+++ Items +++

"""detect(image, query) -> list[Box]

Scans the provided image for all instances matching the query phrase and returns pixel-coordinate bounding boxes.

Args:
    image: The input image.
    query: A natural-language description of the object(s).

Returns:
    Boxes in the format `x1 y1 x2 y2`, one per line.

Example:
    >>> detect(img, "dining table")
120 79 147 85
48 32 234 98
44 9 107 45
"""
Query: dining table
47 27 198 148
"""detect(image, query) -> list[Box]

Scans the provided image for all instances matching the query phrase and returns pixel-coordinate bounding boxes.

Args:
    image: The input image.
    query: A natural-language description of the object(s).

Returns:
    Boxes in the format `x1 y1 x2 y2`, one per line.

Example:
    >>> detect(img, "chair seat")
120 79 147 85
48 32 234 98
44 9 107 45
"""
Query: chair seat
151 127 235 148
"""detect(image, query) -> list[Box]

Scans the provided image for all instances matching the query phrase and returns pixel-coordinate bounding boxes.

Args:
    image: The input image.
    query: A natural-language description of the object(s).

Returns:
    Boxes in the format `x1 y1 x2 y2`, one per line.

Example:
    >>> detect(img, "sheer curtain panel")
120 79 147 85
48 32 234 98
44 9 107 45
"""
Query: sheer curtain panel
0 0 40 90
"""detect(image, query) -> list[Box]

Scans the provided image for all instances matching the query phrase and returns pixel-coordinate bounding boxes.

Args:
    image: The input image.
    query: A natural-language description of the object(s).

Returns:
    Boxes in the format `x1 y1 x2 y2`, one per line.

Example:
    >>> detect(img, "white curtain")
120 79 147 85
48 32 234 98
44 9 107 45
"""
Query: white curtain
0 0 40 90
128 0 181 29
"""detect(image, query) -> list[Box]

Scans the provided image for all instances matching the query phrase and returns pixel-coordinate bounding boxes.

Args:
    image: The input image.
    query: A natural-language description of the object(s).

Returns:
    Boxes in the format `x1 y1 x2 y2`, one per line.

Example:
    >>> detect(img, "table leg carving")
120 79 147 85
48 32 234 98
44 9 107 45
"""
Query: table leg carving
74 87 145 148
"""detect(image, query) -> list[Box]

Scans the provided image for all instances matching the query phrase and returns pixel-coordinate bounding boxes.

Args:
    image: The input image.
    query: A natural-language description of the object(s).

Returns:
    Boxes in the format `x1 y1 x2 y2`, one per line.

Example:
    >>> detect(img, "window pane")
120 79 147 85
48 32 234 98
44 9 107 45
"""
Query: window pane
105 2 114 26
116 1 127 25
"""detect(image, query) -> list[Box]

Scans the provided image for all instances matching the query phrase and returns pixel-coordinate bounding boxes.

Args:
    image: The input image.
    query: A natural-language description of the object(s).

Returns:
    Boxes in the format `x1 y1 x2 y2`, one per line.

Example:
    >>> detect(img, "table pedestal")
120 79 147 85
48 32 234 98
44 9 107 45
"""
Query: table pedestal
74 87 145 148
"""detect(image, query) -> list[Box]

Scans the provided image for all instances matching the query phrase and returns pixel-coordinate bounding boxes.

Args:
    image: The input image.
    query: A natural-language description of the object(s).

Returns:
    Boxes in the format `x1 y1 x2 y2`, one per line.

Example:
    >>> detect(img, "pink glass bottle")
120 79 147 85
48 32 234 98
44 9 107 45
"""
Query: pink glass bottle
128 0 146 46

+++

▶ Problem to work on
Pick out each line in the records above that contains the word "chair", and copy those lines.

▶ Answer for this exercise
    >>> detect(img, "chair seat")
Query: chair seat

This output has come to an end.